> [WORK TO DO]:
1. The essay on knowledge says the concept of Vidya was transformed into empirical and rationalistic knowledge based on certain things. List every one of them.
2. According to the essay on knowledge, what did the concept of "vidya" largely center around during the Vedic period?
3. Echo the part of the essay on knowledge that opens with the words containing "The twenty first" and closes with "of the Renaissance.".

> [TEXT]:
++++++++
(Co-authored by Yashowardhan Tiwari)
“Direct knowledge is incapable of growth, for it is individual and therefore incommunicable. Intuition is the ultimate vision of our profoundest being ….”
~ Dr. S. Radhakrishnan (An Idealist View of Life. P. 144.)
The twenty first century has once again marked the victory of science and amused the world with the innumerable wonders that scientific and technological knowledge can offer. The power and understanding of ‘Knowledge’ as we understand it today has undergone a major change over the centuries. While during the Vedic period the concept of ‘vidya’ (knowledge) largely centered around the idea of achieving ‘atma jnana’ (knowledge of self) and getting enlightened; the subsequent centuries brought with them an onset of Colonial Imperialism marked by a diffusion of Western Philosophical thought and the ideas of the Renaissance.
This revolutionary transition over the ages has metamorphosed the concept of Vidya into one of empirical and rationalistic knowledge based on science, logic, and humanism. On a lighter note, we Indians are at times stereotyped as individuals who can fix any Computer-software issues. Thus, we cannot go without acknowledging that this transition from the ‘land of snake-charmers’ to the ‘land of Engineers’ has been remarkable.
++++++++
> [Object position labeling data]:

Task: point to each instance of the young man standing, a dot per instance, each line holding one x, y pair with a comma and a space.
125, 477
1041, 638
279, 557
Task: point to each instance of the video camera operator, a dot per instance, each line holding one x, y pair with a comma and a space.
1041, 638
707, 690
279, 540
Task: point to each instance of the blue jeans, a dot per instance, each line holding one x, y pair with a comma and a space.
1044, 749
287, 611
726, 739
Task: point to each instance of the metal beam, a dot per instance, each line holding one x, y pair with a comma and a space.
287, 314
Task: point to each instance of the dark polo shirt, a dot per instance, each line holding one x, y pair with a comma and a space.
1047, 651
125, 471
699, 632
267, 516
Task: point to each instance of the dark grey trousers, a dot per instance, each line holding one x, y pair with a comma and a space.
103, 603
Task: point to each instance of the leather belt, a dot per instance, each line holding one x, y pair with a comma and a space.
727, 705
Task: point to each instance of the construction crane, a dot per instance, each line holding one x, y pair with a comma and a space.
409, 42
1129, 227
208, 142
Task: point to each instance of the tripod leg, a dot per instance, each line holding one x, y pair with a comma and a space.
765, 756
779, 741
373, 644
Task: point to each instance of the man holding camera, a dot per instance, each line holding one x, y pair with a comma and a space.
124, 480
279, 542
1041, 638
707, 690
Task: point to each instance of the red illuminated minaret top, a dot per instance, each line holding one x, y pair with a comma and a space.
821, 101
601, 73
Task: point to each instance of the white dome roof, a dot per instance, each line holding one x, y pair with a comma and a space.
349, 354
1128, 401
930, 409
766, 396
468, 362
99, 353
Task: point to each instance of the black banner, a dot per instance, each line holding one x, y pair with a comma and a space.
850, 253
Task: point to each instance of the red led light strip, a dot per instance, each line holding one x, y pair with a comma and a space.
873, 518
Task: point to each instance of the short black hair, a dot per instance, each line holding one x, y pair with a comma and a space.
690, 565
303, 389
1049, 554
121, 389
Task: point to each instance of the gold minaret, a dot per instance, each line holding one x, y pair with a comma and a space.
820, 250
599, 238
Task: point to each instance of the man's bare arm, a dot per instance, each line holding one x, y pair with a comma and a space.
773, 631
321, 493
++++++++
> [SOLVED TASKS]:
1. science, logic, humanism

2. It centered around achieving "atma jnana" (knowledge of self) and getting enlightened.

3.
The twenty first century has once again marked the victory of science and amused the world with the innumerable wonders that scientific and technological knowledge can offer. The power and understanding of ‘Knowledge’ as we understand it today has undergone a major change over the centuries. While during the Vedic period the concept of ‘vidya’ (knowledge) largely centered around the idea of achieving ‘atma jnana’ (knowledge of self) and getting enlightened; the subsequent centuries brought with them an onset of Colonial Imperialism marked by a diffusion of Western Philosophical thought and the ideas of the Renaissance.